- TO DO
Word for word, print each record, dropping any image it holds.

--- INPUT MATERIAL ---

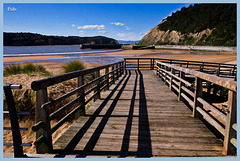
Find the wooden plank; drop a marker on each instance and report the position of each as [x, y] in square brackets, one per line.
[171, 129]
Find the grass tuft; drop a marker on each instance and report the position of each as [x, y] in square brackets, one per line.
[73, 66]
[27, 68]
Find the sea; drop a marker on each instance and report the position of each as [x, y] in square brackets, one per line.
[70, 53]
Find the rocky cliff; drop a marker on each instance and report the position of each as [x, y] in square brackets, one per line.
[158, 37]
[201, 24]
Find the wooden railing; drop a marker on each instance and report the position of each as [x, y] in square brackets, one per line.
[13, 115]
[189, 86]
[219, 69]
[93, 88]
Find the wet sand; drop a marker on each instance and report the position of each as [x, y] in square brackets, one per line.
[56, 69]
[223, 57]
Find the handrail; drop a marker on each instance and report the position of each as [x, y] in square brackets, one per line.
[16, 135]
[93, 88]
[219, 69]
[179, 60]
[224, 82]
[43, 83]
[225, 123]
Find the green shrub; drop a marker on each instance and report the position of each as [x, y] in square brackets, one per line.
[27, 68]
[74, 66]
[12, 69]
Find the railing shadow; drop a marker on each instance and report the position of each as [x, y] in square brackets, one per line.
[144, 148]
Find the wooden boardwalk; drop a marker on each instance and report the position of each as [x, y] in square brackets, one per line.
[138, 117]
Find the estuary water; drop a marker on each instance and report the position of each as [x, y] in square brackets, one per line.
[71, 52]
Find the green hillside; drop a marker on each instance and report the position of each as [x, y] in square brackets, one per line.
[219, 17]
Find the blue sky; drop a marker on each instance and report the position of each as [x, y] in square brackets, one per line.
[118, 21]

---

- ANSWER FOR THE TASK
Find the wooden plank; drop a marker on each instance and report the position of each as [x, y] in square brackets, one per line.
[171, 129]
Find the grass tuft; drop a marker on each instance and report the position of each as [x, y] in square brackets, one per line.
[73, 66]
[27, 68]
Find the sea; drop a marker on each instance and report the position of each as [x, y] in square brackets, one per line.
[70, 53]
Find the rocky cliff; drop a marker on each instance and report the position of each as [x, y] in square brackets, one per line.
[158, 37]
[201, 24]
Find the wooden railing; drop a marker on each instance and report the position of each as [x, y] in square brackets, one per line.
[13, 115]
[189, 86]
[219, 69]
[93, 88]
Find the wet sand; drop a marker on each instance and report the position of each as [x, y] in square brackets, one per line.
[56, 69]
[223, 57]
Find the handrail; drop a marker on each instance and report the position of each as [x, y] in square brackets, one per line.
[16, 135]
[93, 88]
[219, 69]
[179, 60]
[224, 82]
[43, 83]
[225, 123]
Find the green shrub; drop a marker on each instance and report the position of each as [x, y] in square brackets, one per line.
[27, 68]
[74, 66]
[12, 69]
Find the railing shadow; drop a marker on each instance and report the position of each as [x, y] in square brackets, one per line.
[144, 148]
Find the wooden boardwalk; drop a marker on each instance and report the position of each as [x, y] in square brackets, one per line.
[138, 117]
Find the estuary water; drop a marker on each instance and report the position of each as [x, y] in square brackets, one per line.
[71, 52]
Find the green hillside; drop a marker on each instance and report the position of each as [x, y] in square brackets, one per line.
[219, 17]
Find the blue sky; drop a marker on each instance and report the position of each as [x, y] in square brackets, one per line.
[118, 21]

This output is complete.